— Available records —
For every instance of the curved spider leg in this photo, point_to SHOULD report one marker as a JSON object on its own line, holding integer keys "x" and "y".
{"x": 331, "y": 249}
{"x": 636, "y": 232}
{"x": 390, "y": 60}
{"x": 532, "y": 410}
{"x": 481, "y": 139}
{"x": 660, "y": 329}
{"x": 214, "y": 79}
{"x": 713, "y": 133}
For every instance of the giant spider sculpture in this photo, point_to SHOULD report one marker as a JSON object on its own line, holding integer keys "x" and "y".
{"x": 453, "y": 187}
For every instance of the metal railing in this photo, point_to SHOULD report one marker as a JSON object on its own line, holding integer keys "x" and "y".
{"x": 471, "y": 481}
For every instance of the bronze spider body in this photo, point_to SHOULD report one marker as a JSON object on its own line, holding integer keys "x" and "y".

...

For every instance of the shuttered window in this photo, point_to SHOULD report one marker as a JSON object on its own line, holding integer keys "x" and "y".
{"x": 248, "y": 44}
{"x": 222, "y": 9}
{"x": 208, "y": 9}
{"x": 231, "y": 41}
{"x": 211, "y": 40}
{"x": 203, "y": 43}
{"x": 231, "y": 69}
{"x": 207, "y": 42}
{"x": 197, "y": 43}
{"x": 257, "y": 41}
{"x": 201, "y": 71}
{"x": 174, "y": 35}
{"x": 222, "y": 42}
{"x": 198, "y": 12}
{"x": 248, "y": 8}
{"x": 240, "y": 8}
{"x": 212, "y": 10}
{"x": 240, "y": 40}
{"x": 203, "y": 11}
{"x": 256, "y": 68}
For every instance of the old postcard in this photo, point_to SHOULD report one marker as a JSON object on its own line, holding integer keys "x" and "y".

— Required action —
Everything above from the line containing "For every instance of the metal" down to the line containing "For every instance of the bronze" should be copied exactly, both end lines included, and nothing else.

— Problem solution —
For every instance of the metal railing in this photo, point_to SHOULD report one marker as a JSON object on its own line, holding integer keys "x" and "y".
{"x": 471, "y": 481}
For every instance of the bronze spider body in this photo, point_to SHOULD report one marker as a JSON object on its own line, holding integer keys "x" and "y".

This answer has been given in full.